Reproduce the lines verbatim, covering only the stretch from the line containing "Target = ocean water" through the line containing "x=467 y=470", with both of those lines included.

= = =

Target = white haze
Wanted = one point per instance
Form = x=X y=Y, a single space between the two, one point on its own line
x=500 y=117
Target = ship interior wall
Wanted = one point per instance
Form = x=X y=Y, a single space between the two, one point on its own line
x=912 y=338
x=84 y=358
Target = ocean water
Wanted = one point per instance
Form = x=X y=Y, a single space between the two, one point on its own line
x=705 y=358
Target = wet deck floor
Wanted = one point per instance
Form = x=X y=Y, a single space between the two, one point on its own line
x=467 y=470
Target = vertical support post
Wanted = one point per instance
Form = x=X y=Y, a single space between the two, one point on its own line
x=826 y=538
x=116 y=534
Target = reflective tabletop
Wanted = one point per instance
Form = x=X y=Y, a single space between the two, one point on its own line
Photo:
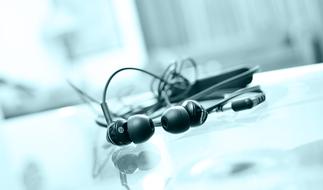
x=276 y=145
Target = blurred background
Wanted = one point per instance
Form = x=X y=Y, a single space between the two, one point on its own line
x=44 y=43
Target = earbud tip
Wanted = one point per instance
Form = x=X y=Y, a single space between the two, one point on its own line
x=117 y=133
x=175 y=120
x=140 y=128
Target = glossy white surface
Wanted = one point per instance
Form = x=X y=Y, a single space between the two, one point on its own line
x=64 y=149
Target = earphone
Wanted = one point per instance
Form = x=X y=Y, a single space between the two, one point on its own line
x=139 y=128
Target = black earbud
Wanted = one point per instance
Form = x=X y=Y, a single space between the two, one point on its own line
x=196 y=111
x=137 y=129
x=178 y=119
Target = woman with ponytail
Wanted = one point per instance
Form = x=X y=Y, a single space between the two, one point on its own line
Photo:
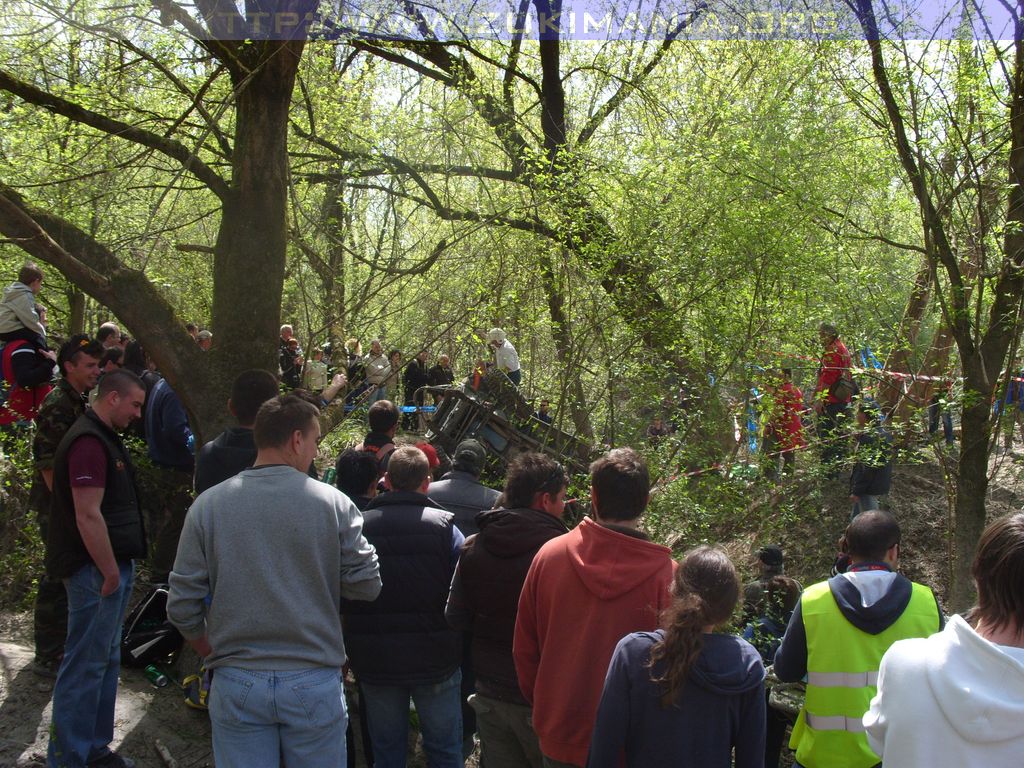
x=683 y=695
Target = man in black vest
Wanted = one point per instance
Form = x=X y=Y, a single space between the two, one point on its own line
x=95 y=531
x=400 y=646
x=484 y=601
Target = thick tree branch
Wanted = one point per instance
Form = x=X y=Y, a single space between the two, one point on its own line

= = =

### Exercise answer
Target = ocean water
Wanted = one point per instance
Form = x=X y=Y, a single space between the two, one point on its own line
x=705 y=358
Target = wet deck floor
Wanted = one point per instance
Form = x=X y=Y, a single space between the two, one point on its own line
x=467 y=470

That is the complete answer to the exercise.